Research Shows Rasagiline Reduces “OFF” Time
HELSINKI, FINLAND — (MARKET WIRE) — 09/04/2003 — Rasagiline added to levodopa therapy reduced the total time when Parkinson’s symptoms are not adequately controlled (“off” time) by 1.2 hours daily or 21 percent, a significant portion of the day, according to an abstract presented at the 7th Conference of the European Federation of Neurological Societies (EFNS) in Helsinki.
“The data presented on rasagiline is good news for patients and neurologists. This treatment may offer the advantage of a well tolerated, once-daily therapy that reduces ‘off’ time and increases motor function,” said Dr. Warren Olanow, professor and chairman of the Department of Neurology at Mount Sinai School of Medicine.
The 18-week LARGO trial conducted in Europe, Israel, and Argentina included 687 patients and compared the effects of once-daily rasagiline to placebo and Comtan® (entacapone). As part of the trial, dosing of levodopa was optimized for each patient before initiation of treatment.
“Until now, many physicians would have been surprised that an MAO-B inhibitor would be potent enough to reduce ‘off’ time comparably to entacapone, but this study indicates that rasagiline may offer a new treatment alternative for adjunct therapy in this population,” said Dr. Olivier Rascol, lead author of the study. “I have great hope that rasagiline may help ease the burden of Parkinson’s disease for a broad spectrum of patients.”
Rasagiline significantly improved motor function and activities of daily living based on the Unified Parkinson’s Disease Rating Scale (UPDRS) in both the “on” and “off” states. The UPDRS measures a patient’s ability to perform simple motor tasks and activities of daily life. Comtan® taken with each dose of levodopa, improved the UPDRS scores similarly to rasagiline in the “on” state, but did not impact the UPDRS scores in the “off” state.

━━━━

PROBLEM TO WORK ON> Transcribe the stretch of the rasagiline article from "Research Shows Rasagiline" through "School of Medicine.". The lines that come next are separate material, unrelated to the rasagiline article.

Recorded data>
━━━━

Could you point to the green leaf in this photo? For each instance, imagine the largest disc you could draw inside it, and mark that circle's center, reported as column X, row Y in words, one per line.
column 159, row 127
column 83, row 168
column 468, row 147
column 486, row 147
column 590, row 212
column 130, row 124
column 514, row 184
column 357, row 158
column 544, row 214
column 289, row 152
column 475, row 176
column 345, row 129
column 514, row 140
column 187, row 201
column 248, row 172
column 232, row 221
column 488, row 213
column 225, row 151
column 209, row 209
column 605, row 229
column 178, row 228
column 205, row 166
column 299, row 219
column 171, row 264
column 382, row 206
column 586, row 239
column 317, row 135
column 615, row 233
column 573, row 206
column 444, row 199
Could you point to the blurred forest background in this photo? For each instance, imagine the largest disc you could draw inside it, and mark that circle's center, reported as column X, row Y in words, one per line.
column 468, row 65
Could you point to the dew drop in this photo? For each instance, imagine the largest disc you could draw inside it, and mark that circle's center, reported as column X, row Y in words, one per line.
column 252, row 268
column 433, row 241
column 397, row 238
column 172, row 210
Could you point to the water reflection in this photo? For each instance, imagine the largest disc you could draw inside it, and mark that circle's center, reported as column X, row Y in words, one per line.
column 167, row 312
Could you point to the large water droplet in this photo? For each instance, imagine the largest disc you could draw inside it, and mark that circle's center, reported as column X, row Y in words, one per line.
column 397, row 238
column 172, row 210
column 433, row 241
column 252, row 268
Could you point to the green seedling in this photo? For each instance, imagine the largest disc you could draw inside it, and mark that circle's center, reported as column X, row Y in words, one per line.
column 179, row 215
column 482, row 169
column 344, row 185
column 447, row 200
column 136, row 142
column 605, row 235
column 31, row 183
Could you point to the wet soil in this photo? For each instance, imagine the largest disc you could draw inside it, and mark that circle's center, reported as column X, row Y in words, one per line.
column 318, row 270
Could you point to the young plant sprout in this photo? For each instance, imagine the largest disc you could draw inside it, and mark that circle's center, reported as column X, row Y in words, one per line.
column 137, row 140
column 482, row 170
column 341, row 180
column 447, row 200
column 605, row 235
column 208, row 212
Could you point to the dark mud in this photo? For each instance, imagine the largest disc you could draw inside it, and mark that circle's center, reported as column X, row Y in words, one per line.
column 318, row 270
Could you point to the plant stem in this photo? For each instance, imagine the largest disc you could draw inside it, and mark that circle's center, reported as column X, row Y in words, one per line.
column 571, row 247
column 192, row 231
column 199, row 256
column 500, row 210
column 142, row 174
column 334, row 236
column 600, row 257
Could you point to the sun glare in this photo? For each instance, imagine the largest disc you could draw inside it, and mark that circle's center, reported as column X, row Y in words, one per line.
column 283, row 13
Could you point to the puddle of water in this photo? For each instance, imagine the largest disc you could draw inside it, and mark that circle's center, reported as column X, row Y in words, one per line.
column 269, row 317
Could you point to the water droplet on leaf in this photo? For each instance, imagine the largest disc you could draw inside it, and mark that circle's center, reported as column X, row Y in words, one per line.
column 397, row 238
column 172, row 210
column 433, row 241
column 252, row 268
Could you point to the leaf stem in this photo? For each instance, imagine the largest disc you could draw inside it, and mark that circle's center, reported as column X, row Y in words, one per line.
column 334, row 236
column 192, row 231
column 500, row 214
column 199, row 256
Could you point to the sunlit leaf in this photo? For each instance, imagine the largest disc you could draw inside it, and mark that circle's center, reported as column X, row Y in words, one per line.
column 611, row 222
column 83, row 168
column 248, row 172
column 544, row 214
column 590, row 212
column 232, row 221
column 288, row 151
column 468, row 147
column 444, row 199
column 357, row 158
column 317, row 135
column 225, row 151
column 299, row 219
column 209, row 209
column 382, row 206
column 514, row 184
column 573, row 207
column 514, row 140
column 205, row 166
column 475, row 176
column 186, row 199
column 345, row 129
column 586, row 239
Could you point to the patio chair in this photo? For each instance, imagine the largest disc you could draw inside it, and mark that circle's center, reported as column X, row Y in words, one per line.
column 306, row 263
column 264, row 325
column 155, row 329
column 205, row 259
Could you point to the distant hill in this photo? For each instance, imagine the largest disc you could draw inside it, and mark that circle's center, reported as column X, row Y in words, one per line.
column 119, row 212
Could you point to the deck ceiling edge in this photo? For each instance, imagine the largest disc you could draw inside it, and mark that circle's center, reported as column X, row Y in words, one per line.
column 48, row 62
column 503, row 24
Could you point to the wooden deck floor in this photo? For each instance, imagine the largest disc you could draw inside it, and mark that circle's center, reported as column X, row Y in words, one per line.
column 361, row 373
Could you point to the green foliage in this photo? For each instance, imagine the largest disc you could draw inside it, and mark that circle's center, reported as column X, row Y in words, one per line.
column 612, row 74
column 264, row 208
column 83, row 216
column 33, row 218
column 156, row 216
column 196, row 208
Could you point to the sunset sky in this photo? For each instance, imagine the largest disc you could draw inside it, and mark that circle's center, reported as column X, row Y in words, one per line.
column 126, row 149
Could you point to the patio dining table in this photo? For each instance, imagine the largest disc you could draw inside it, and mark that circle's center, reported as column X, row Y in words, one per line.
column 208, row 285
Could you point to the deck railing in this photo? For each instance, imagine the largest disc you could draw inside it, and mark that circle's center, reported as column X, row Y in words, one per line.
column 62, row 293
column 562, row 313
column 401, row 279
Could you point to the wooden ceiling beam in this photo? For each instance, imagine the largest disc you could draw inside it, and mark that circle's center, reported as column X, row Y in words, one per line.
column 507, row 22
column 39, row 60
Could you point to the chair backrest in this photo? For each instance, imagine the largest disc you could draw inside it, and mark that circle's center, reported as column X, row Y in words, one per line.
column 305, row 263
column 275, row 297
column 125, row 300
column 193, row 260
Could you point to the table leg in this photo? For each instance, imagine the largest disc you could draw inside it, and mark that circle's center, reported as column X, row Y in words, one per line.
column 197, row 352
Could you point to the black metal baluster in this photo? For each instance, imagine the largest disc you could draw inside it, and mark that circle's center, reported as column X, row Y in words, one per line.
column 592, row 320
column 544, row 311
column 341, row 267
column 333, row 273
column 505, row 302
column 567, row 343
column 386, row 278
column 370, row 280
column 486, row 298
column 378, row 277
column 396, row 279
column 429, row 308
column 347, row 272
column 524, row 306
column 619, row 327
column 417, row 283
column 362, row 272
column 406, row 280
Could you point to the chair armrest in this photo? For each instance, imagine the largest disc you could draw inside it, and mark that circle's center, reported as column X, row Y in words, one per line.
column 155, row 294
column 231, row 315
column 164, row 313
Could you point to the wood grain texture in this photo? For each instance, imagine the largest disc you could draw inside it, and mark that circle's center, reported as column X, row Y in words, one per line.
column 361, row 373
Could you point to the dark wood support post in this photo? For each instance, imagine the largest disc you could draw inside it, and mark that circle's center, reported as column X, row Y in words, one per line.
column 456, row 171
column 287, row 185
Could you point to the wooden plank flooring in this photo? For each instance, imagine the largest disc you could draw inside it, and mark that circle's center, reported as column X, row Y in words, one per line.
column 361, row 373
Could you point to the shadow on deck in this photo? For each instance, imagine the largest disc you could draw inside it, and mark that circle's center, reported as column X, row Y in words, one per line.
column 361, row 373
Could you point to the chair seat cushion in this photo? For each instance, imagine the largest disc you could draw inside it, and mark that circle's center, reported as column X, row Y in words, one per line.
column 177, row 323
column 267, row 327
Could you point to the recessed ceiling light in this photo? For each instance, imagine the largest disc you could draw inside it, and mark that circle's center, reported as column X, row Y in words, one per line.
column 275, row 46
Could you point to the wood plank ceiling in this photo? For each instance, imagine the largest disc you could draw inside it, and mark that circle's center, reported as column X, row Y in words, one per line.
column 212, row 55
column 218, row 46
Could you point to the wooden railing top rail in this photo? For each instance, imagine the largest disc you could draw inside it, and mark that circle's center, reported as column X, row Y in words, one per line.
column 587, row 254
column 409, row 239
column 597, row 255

━━━━

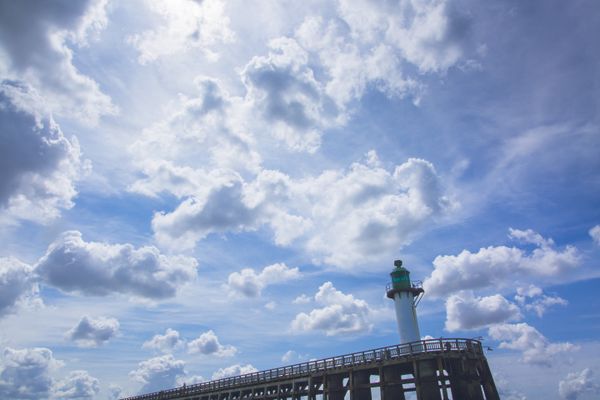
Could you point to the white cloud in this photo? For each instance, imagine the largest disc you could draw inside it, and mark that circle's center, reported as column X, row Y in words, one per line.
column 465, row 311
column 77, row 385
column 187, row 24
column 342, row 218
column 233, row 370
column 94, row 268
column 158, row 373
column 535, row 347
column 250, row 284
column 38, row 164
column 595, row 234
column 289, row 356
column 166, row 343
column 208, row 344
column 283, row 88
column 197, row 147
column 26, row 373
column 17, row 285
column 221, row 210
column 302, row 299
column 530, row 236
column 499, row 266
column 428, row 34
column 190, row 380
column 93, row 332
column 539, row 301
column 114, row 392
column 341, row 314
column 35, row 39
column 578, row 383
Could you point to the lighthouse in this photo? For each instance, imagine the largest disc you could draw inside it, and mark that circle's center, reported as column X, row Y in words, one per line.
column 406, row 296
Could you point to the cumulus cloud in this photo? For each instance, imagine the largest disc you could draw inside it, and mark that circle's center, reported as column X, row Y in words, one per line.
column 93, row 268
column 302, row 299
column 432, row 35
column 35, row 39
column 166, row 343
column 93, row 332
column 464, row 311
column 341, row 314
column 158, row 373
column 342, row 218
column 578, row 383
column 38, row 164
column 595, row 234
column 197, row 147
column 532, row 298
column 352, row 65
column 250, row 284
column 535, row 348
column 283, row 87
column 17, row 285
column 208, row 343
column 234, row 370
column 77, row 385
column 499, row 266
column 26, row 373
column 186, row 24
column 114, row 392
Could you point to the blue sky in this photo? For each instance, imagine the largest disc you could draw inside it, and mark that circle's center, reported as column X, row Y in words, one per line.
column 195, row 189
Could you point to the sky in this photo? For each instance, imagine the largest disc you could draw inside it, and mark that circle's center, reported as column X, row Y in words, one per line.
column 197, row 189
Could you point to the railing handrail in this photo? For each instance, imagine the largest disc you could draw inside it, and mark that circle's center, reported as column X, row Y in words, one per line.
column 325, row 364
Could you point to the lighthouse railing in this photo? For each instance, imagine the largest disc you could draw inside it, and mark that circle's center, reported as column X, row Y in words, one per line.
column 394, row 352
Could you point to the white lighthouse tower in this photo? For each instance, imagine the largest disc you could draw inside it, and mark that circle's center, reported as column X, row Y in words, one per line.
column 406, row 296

━━━━

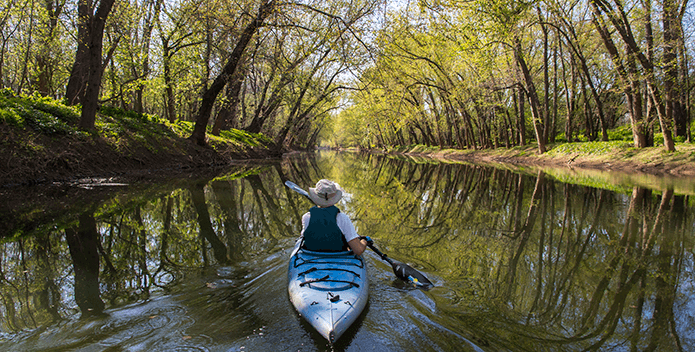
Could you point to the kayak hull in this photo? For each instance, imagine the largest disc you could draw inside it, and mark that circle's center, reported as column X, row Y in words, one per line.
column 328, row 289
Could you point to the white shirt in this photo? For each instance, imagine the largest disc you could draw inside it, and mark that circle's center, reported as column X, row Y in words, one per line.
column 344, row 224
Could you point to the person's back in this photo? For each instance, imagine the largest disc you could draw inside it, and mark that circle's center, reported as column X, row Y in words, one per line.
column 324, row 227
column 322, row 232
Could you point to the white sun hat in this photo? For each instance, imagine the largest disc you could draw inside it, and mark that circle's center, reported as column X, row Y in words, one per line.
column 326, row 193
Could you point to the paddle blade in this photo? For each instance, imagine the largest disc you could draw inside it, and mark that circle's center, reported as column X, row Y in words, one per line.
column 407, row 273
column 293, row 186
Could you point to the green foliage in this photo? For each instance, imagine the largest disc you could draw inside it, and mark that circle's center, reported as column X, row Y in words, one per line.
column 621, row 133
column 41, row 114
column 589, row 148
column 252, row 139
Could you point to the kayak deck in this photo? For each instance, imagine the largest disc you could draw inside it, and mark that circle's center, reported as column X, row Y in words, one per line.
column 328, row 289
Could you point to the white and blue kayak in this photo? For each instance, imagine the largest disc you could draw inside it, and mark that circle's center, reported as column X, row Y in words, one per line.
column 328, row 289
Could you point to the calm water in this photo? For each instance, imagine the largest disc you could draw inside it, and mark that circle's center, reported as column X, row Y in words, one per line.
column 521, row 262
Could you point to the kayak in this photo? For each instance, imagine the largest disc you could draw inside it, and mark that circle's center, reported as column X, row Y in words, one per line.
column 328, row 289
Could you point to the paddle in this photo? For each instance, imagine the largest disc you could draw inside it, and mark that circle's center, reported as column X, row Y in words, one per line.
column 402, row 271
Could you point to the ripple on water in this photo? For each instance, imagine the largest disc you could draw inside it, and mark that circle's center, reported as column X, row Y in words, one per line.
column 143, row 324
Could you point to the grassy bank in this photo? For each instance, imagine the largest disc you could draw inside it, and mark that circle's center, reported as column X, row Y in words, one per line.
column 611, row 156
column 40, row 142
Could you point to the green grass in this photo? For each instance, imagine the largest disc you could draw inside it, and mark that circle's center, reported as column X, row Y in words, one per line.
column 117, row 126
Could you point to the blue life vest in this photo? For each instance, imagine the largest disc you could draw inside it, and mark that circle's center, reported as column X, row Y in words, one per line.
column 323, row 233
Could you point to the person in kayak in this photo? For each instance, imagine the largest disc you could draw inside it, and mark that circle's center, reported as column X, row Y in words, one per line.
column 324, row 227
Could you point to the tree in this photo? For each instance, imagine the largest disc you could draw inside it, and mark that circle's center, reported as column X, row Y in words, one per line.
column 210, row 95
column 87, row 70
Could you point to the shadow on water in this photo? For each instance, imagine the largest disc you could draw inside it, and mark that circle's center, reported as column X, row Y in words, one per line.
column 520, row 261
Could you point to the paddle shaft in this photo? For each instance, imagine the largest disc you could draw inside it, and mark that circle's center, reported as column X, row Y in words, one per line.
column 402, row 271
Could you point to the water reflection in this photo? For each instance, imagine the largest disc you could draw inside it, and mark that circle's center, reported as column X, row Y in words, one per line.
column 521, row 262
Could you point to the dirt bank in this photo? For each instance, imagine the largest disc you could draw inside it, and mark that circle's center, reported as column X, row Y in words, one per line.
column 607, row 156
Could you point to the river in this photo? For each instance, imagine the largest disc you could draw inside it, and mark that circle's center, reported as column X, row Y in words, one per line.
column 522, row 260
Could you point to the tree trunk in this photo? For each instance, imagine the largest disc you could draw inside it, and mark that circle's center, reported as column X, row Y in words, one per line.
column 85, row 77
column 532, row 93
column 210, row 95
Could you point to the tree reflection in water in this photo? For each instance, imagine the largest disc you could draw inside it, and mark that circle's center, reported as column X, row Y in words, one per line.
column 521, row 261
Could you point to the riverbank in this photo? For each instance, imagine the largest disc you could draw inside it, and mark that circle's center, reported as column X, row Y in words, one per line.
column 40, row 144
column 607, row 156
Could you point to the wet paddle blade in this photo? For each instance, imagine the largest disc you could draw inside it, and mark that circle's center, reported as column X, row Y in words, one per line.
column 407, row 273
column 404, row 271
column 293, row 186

━━━━

ANSWER TO THIS TASK>
Research Shows Rasagiline Reduces “OFF” Time
HELSINKI, FINLAND — (MARKET WIRE) — 09/04/2003 — Rasagiline added to levodopa therapy reduced the total time when Parkinson’s symptoms are not adequately controlled (“off” time) by 1.2 hours daily or 21 percent, a significant portion of the day, according to an abstract presented at the 7th Conference of the European Federation of Neurological Societies (EFNS) in Helsinki.
“The data presented on rasagiline is good news for patients and neurologists. This treatment may offer the advantage of a well tolerated, once-daily therapy that reduces ‘off’ time and increases motor function,” said Dr. Warren Olanow, professor and chairman of the Department of Neurology at Mount Sinai School of Medicine.